[SUPPLIED DATA — start]
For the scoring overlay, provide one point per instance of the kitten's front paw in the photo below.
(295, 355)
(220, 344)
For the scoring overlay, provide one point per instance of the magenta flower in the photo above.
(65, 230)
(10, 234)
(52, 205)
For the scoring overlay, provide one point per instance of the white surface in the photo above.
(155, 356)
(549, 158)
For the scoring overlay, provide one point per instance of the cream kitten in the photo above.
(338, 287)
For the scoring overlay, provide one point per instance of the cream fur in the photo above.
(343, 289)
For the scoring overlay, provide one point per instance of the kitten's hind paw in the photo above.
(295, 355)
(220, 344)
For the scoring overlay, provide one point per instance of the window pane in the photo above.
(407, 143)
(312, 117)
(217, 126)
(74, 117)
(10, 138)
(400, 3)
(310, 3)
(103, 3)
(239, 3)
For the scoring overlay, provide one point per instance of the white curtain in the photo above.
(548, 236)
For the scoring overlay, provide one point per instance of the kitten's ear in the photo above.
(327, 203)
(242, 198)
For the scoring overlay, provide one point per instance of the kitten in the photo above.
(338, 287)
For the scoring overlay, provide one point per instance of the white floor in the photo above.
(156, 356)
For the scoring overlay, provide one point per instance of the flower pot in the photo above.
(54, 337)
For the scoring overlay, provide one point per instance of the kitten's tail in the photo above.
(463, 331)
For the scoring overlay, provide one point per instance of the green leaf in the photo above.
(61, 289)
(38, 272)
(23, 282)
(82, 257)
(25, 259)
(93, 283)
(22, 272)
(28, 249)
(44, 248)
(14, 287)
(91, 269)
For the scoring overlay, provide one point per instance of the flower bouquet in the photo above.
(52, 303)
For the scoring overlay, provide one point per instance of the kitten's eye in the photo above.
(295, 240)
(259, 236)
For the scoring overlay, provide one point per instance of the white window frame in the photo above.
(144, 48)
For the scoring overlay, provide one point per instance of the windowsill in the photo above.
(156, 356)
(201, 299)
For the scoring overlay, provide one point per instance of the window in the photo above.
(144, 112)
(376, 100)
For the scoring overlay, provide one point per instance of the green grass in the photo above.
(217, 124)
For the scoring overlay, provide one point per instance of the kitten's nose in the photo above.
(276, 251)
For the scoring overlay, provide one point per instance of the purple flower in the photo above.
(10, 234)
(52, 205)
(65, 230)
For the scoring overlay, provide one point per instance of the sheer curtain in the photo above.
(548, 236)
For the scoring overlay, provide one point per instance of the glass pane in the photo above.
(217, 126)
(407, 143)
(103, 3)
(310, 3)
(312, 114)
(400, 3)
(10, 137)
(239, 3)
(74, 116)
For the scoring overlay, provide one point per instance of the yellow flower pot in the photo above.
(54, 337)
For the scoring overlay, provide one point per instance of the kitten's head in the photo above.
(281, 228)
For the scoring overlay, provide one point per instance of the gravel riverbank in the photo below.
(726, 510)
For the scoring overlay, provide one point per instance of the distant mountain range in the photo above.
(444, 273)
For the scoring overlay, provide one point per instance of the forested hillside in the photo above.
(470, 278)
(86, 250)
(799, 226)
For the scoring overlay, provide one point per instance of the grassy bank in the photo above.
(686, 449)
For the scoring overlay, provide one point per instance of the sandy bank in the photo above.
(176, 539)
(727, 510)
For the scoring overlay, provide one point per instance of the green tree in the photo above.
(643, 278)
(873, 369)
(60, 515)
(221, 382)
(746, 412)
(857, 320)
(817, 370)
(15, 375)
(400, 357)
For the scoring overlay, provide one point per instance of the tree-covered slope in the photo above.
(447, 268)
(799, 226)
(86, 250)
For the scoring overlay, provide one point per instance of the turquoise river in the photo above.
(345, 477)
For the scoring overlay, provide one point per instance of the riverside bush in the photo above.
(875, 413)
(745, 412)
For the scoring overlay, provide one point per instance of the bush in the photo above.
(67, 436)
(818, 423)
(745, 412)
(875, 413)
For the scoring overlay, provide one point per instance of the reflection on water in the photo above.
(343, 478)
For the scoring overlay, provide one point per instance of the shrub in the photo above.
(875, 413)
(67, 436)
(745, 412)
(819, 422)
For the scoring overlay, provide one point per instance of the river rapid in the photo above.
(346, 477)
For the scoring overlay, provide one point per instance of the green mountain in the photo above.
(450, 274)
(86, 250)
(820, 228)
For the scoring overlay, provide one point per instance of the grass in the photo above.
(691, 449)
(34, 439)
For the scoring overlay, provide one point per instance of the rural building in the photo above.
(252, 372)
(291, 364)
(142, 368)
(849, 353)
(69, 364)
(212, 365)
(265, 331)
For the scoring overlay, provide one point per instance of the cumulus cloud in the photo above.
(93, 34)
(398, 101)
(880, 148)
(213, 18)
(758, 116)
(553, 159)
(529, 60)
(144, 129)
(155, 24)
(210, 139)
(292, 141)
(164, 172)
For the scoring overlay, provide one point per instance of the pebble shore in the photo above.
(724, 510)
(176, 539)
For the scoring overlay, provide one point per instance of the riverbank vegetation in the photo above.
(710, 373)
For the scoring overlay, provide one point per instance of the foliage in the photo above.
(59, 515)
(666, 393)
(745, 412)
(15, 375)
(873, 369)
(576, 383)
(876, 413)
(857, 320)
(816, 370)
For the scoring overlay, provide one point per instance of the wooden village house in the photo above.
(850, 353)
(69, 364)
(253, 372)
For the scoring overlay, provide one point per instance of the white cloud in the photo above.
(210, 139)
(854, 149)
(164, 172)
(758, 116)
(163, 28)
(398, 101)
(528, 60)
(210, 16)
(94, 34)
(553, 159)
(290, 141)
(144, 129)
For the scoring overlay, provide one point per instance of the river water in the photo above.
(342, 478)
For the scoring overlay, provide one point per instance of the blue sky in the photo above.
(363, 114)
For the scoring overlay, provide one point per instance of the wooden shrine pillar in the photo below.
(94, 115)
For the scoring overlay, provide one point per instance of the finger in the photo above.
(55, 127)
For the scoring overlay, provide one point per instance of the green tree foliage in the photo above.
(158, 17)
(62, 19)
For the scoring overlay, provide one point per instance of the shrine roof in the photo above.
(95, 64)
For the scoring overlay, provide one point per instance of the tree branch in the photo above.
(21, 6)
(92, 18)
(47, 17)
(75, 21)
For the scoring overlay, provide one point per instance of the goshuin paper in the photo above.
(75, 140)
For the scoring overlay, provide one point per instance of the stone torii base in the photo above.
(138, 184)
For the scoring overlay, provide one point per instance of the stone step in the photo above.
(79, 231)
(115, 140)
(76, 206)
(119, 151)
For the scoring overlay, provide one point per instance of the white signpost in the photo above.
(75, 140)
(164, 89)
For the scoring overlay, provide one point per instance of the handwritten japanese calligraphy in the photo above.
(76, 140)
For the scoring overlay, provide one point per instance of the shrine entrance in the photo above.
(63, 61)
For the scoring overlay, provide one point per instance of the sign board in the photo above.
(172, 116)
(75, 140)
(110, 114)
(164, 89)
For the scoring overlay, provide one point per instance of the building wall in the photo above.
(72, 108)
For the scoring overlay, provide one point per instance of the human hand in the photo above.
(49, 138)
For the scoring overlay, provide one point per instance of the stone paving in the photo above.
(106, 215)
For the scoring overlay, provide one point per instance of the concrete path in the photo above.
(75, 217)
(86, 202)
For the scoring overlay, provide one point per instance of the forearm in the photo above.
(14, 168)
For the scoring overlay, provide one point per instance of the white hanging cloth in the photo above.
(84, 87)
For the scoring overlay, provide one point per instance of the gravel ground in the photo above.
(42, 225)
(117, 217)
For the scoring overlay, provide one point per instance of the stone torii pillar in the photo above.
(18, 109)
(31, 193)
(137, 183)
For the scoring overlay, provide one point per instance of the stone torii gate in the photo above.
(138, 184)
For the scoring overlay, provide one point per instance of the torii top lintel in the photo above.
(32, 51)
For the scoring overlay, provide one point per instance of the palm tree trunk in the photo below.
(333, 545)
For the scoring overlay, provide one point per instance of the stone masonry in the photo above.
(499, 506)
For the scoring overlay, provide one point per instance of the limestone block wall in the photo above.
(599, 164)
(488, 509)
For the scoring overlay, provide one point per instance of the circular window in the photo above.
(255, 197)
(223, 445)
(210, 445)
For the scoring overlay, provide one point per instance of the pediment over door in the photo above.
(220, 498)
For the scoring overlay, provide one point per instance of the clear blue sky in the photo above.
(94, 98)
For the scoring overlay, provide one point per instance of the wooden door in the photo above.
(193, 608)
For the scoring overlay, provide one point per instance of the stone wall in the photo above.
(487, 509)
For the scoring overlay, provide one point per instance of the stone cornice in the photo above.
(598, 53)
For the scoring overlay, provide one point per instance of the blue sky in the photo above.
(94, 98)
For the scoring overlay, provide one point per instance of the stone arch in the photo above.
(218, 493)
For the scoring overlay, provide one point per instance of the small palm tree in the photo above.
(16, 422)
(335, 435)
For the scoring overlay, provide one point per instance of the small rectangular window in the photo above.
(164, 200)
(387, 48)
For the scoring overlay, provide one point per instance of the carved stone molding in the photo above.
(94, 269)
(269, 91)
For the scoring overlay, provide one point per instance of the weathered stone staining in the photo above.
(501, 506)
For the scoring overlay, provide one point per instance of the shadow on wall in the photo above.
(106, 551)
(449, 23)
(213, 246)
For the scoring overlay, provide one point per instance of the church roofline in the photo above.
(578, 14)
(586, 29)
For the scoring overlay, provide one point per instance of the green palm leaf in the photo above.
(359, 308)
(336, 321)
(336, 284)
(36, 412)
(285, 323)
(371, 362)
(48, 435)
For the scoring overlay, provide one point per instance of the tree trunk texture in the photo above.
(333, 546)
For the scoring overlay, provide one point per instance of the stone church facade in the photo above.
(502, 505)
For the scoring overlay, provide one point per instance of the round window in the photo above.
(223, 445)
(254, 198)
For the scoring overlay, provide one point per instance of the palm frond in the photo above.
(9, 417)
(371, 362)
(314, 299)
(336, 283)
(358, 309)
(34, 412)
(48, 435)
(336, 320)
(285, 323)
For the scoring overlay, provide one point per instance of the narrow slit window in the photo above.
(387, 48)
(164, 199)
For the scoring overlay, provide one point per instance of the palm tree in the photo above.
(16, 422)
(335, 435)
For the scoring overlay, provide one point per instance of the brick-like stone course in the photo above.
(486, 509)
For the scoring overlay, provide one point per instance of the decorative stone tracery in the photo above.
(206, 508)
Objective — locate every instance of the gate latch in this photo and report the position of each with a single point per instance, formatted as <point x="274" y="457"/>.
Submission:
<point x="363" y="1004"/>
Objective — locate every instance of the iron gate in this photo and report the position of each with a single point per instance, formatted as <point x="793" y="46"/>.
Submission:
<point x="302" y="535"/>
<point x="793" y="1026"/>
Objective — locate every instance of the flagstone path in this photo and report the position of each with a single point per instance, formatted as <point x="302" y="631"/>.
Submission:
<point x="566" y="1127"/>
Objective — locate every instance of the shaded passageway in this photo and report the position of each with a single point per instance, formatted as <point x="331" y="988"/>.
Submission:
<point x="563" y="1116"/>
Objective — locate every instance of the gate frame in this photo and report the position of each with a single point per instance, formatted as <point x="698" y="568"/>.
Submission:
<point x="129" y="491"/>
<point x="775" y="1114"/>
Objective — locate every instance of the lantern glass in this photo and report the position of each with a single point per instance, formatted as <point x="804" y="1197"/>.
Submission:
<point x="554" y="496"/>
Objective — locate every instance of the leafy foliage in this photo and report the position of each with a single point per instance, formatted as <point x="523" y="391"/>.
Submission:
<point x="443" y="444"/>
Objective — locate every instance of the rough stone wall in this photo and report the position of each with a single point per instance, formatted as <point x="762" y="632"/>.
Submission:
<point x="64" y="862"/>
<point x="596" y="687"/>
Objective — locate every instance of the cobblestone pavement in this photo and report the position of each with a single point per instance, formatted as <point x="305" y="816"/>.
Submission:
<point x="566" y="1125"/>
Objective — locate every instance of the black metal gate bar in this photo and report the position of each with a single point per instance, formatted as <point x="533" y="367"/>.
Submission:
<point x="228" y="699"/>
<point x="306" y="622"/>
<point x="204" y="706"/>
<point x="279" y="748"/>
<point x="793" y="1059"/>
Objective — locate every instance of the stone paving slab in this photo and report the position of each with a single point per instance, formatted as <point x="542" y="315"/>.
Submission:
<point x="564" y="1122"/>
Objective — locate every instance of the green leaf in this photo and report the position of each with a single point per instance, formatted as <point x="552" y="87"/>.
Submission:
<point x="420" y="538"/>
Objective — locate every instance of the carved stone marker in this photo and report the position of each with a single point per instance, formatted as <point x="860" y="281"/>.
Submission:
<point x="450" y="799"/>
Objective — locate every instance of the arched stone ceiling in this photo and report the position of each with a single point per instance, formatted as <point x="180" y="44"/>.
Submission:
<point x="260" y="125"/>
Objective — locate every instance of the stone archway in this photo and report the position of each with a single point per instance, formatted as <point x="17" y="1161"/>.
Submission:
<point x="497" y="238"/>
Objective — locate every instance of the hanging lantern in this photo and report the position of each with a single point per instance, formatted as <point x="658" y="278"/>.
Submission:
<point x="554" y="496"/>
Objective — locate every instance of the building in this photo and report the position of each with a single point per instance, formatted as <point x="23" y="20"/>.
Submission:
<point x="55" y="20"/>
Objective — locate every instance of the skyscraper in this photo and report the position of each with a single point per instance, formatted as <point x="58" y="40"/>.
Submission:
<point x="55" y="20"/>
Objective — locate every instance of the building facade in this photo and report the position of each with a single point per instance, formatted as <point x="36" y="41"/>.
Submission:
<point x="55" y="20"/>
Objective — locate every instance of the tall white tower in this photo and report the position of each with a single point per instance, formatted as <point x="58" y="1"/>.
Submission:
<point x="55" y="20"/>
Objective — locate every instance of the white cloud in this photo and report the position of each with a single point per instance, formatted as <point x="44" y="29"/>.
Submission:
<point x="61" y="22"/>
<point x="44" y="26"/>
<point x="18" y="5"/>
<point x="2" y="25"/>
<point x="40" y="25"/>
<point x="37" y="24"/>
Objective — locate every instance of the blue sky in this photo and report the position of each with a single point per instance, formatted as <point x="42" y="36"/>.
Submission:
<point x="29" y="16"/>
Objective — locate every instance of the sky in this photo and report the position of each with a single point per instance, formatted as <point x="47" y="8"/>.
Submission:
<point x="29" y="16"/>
[SUPPLIED DATA — finish]
(WHAT IS EXPECTED) Look through the entries and return every line where "lantern" appears.

(RESULT OF THE EXERCISE)
Objective — locate every instance of the lantern glass in this photo and report the position of each with a single point per instance, formatted as <point x="804" y="1197"/>.
Objective — locate every instance of the hanging lantern in this photo and report the position of each with a single point per instance, formatted as <point x="658" y="278"/>.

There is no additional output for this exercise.